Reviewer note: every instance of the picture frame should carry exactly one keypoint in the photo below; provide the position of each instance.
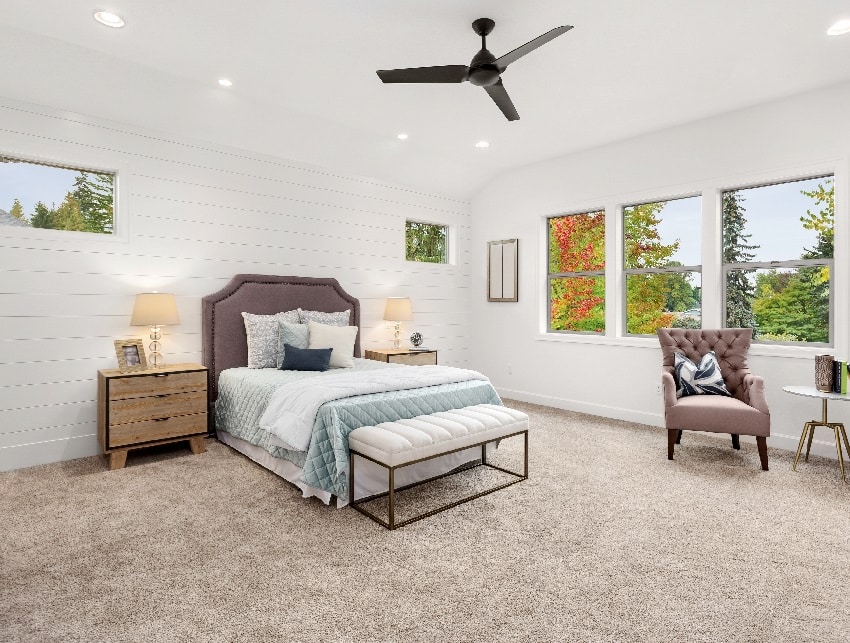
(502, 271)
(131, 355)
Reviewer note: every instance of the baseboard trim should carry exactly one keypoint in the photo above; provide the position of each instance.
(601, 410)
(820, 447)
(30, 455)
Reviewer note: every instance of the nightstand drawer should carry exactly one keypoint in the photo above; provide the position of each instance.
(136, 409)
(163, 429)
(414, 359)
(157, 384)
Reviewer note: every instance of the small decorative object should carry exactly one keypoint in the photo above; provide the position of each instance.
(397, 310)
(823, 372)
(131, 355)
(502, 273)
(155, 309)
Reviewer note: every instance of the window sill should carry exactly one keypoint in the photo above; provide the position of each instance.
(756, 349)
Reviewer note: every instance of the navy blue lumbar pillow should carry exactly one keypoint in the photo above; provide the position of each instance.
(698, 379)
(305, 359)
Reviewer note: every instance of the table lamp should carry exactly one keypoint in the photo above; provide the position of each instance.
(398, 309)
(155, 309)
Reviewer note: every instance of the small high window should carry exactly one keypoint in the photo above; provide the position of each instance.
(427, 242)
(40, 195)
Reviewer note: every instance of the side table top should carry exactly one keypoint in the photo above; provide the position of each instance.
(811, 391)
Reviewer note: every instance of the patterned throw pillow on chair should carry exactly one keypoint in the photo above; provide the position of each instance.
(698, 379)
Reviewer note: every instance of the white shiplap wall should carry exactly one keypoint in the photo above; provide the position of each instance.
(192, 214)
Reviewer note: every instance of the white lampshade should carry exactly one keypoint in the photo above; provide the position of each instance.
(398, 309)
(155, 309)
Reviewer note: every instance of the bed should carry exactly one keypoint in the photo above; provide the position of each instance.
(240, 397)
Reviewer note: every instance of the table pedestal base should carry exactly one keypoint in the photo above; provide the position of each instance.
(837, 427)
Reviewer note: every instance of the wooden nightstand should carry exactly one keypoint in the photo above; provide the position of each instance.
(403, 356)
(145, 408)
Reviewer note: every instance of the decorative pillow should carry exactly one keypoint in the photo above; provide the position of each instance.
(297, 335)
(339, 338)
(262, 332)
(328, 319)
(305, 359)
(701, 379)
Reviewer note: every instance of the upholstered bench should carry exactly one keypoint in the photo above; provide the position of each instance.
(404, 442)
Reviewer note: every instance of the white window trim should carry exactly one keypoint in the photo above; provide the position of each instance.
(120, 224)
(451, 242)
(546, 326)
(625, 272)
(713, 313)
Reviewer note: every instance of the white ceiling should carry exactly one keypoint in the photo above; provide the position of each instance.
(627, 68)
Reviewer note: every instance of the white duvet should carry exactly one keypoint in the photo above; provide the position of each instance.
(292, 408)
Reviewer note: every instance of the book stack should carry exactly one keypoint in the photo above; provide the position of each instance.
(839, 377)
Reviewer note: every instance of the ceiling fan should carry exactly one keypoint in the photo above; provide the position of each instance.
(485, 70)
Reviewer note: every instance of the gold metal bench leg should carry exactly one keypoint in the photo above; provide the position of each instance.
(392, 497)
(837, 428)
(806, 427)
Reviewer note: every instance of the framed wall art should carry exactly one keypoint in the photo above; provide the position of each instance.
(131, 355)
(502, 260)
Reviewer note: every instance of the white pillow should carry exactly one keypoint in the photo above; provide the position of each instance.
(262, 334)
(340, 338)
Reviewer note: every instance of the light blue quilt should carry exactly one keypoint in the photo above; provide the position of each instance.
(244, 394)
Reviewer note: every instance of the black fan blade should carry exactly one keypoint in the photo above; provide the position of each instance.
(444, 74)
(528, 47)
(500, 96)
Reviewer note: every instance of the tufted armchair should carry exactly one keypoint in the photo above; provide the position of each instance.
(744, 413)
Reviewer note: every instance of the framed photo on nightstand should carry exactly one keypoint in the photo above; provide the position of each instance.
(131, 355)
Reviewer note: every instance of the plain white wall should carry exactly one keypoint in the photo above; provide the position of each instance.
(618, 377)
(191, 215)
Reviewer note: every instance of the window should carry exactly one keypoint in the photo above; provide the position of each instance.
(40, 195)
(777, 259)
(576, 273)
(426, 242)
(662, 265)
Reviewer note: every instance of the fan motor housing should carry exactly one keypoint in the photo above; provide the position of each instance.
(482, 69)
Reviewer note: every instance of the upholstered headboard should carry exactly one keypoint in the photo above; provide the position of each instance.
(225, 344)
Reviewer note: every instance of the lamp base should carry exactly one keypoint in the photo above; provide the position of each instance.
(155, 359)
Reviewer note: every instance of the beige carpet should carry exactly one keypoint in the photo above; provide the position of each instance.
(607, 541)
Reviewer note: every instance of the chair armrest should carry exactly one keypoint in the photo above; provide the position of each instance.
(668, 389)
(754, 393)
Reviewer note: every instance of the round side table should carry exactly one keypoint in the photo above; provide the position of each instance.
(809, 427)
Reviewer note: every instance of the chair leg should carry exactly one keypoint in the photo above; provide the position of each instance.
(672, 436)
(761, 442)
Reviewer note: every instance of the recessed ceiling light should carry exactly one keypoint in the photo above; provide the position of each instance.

------------------------

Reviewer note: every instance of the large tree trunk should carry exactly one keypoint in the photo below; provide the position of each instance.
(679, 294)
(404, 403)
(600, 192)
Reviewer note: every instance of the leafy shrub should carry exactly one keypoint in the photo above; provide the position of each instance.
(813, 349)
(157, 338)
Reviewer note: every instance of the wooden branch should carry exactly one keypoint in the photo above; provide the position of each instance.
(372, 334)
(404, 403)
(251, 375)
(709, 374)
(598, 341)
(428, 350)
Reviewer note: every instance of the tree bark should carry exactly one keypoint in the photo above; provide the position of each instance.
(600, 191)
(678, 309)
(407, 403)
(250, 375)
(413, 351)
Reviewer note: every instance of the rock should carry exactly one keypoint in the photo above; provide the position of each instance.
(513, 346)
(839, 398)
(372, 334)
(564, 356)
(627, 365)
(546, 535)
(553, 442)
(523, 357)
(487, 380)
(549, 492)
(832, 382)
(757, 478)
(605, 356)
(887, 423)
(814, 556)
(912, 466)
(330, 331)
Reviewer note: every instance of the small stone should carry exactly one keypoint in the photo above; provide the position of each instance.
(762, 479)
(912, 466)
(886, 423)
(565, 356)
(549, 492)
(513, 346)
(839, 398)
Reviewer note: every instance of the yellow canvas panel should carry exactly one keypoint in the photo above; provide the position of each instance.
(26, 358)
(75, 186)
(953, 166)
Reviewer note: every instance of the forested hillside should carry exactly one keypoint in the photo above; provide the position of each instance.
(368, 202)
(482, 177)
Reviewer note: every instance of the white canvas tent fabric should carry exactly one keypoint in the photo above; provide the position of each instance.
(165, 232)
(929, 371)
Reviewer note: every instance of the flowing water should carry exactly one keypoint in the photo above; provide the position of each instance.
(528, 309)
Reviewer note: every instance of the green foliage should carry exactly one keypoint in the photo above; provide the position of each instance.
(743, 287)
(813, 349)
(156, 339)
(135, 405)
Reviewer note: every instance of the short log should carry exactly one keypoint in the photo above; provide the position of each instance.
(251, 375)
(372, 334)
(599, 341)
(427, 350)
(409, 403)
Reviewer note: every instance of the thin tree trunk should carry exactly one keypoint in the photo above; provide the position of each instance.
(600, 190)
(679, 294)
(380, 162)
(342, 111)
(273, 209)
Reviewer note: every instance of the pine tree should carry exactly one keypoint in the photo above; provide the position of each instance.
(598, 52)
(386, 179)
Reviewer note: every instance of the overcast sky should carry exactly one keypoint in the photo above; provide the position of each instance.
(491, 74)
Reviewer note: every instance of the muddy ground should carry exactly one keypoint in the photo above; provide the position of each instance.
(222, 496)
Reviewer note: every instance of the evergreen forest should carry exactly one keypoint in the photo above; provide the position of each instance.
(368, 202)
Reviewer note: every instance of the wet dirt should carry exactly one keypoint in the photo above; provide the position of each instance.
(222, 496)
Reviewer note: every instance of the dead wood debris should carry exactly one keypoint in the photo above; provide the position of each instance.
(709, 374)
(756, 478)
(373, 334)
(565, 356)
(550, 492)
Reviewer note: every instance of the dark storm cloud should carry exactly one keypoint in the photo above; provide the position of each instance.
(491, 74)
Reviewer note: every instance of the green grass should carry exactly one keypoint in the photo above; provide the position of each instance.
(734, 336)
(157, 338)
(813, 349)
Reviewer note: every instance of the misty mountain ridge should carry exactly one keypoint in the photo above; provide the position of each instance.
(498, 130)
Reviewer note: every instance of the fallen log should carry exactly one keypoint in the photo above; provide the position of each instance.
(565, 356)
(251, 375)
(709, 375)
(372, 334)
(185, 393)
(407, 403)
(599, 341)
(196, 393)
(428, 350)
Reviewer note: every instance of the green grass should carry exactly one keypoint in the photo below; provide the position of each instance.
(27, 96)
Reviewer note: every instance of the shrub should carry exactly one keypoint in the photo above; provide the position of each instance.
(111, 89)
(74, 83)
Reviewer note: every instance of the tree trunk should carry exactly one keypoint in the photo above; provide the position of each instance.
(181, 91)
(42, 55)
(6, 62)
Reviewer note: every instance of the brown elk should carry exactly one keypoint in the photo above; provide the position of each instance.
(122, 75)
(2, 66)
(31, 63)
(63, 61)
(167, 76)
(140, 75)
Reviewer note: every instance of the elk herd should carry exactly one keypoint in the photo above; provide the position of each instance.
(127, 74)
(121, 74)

------------------------

# Your assignment:
Given the records above, reproduce precisely and only the lines between the line holding "Reviewer note: every instance of the beige" and the line holding "Reviewer note: every instance of the recessed", inclusive.

# Solution to this problem:
Reviewer note: every instance of the beige carpet should carry exactly one keypoint in the photo above; provide the position of each instance.
(607, 541)
Reviewer note: every instance of the chair armrest should carry exactly one keypoint in the photo above; provide the position of each instance.
(668, 389)
(754, 393)
Reviewer note: every instance of the round side table should carry exactly one keypoint in the photo above; provide the position of each instance.
(809, 427)
Reviewer note: every instance of the chair leg should carry exactly one keypoint in the photo above; provide the position of each instance.
(672, 436)
(761, 442)
Reviewer note: every instance of the recessed ceiling light should carry exactly one keypoint in the photo above; provide the position of each instance.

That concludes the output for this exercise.